» **TASK STATEMENT**: Please reproduce the entries that follow, keeping each word intact.

Natural language region descriptions
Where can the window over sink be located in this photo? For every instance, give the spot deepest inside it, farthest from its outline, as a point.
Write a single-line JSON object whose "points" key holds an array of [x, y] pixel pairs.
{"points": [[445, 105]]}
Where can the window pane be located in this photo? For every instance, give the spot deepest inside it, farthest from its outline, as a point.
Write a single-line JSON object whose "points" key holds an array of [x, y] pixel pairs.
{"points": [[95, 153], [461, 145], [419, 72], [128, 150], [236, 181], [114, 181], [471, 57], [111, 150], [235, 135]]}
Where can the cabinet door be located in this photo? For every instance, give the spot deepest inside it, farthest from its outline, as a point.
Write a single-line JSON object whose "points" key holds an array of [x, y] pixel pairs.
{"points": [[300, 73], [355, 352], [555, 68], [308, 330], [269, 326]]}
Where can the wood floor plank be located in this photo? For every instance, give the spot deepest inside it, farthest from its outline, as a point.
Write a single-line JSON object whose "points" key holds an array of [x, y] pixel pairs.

» **EXERCISE RESPONSE**:
Where can the window over sink be located in this photo? For every instance, give the spot deepest inside it, farthest from its outline, as a point.
Write a single-line JSON object whose "points" key holds an array of [x, y] pixel pairs.
{"points": [[445, 105]]}
Where can the window pane be located in this photo? For every instance, give the spot deepest inside it, farthest from its outline, as a point.
Write a single-line JSON object whose "points" key holds an array of [x, y] pixel pairs.
{"points": [[95, 153], [461, 145], [419, 72], [128, 150], [236, 181], [114, 181], [471, 57], [111, 150], [235, 135]]}
Where can the cabinet door be located in this photo? For every instance, give the spot deepest inside it, farthest from its outline, as a point.
Write a single-line JSON object whose "points" key holds an array of [x, y] pixel pairs.
{"points": [[300, 73], [355, 352], [555, 68], [308, 330], [269, 326]]}
Where can the wood floor plank be located in this photo? For every instance, give the spot deepest inside it, farthest from its outline, as a point.
Write a single-line JSON object whose "points" key holds an array of [x, y] pixel pairs.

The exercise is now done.